### MATERIAL PROVIDED

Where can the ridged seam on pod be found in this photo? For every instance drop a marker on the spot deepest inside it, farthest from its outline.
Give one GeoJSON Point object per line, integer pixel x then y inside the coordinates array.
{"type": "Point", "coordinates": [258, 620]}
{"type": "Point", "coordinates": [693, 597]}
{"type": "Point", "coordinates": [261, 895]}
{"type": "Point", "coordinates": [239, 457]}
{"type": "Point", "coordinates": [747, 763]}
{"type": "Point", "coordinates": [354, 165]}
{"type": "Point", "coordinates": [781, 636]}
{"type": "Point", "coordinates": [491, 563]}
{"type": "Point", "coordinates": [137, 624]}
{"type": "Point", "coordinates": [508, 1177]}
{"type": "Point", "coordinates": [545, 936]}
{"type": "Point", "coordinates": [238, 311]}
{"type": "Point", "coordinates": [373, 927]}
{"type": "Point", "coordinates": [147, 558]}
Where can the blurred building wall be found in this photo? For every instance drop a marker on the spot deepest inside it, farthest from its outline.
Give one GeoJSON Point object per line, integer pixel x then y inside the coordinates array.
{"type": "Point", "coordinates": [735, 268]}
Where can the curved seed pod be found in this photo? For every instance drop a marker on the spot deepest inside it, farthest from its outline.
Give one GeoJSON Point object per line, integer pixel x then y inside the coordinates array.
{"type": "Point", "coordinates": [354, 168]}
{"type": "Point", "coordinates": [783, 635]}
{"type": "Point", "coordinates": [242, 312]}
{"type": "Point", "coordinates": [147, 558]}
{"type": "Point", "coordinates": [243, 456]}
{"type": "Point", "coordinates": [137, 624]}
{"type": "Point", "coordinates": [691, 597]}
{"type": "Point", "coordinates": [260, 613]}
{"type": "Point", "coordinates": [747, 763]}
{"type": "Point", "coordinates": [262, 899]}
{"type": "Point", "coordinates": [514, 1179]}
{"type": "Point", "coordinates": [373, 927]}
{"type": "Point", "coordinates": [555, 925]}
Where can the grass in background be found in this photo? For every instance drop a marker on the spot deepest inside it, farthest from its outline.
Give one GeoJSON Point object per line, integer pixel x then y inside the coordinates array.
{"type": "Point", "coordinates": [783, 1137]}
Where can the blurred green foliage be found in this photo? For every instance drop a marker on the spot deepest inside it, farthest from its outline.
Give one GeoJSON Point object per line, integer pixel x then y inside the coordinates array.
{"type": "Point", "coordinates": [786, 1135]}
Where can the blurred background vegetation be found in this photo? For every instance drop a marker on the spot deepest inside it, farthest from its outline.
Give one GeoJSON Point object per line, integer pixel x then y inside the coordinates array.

### GIVEN REQUEST
Put every line of the material above into a JSON list of strings, one string per line, with blank lines left out.

### ANSWER FOR THE TASK
[
  "Where can the ridged seam on pod be found in this photo? For every instance drop a marker on the spot deepest inside it, farthest from its outline.",
  "Give one GeoJSON Point object per line, integer pixel x then y inside the coordinates array.",
  "{\"type\": \"Point\", \"coordinates\": [258, 620]}",
  "{\"type\": \"Point\", \"coordinates\": [693, 597]}",
  "{\"type\": \"Point\", \"coordinates\": [261, 895]}",
  "{\"type\": \"Point\", \"coordinates\": [239, 457]}",
  "{\"type\": \"Point\", \"coordinates\": [747, 763]}",
  "{\"type\": \"Point\", \"coordinates\": [354, 165]}",
  "{\"type\": \"Point\", \"coordinates\": [781, 636]}",
  "{\"type\": \"Point\", \"coordinates\": [491, 563]}",
  "{\"type\": \"Point\", \"coordinates\": [137, 624]}",
  "{\"type\": \"Point\", \"coordinates\": [508, 1177]}",
  "{\"type\": \"Point\", \"coordinates\": [545, 936]}",
  "{\"type\": \"Point\", \"coordinates\": [238, 311]}",
  "{\"type\": \"Point\", \"coordinates\": [373, 927]}",
  "{\"type\": \"Point\", \"coordinates\": [147, 558]}",
  "Where can the blurred building wall be found in this photo? For every instance drop a marker on the spot deepest inside it, farthest from its outline.",
  "Give one GeoJSON Point object per line, integer pixel x then y inside the coordinates array.",
  "{\"type\": \"Point\", \"coordinates\": [735, 268]}",
  "Where can the curved seed pod be found in this photo? For every instance drop a marker on the spot deepest inside it, farthest from its outline.",
  "Give one GeoJSON Point object per line, integer pixel x then y inside the coordinates array.",
  "{\"type\": \"Point\", \"coordinates\": [354, 168]}",
  "{\"type\": \"Point\", \"coordinates\": [783, 635]}",
  "{\"type\": \"Point\", \"coordinates\": [242, 312]}",
  "{\"type\": \"Point\", \"coordinates\": [147, 558]}",
  "{\"type\": \"Point\", \"coordinates\": [243, 456]}",
  "{\"type\": \"Point\", \"coordinates\": [137, 624]}",
  "{\"type\": \"Point\", \"coordinates\": [691, 597]}",
  "{\"type\": \"Point\", \"coordinates\": [260, 613]}",
  "{\"type\": \"Point\", \"coordinates\": [747, 763]}",
  "{\"type\": \"Point\", \"coordinates\": [262, 899]}",
  "{\"type\": \"Point\", \"coordinates\": [514, 1179]}",
  "{\"type\": \"Point\", \"coordinates\": [373, 927]}",
  "{\"type\": \"Point\", \"coordinates\": [555, 925]}",
  "Where can the grass in background be found in this photo? For every instance drop a marker on the spot deepest inside it, farthest from its outline.",
  "Give one GeoJSON Point object per line, integer pixel x then y inside the coordinates array.",
  "{\"type\": \"Point\", \"coordinates\": [783, 1137]}",
  "Where can the blurred green foliage be found in this photo? For every instance drop a marker on the spot deepest inside it, farthest from its outline.",
  "Give one GeoJSON Point object per line, integer pixel x then y inside the coordinates array.",
  "{\"type\": \"Point\", \"coordinates\": [786, 1135]}",
  "Where can the blurred background vegetation be found in this photo? For every instance drop a marker on the spot deepest inside it, farthest from its outline.",
  "Give one GeoJSON Point object per line, integer pixel x then y inside the coordinates array."
]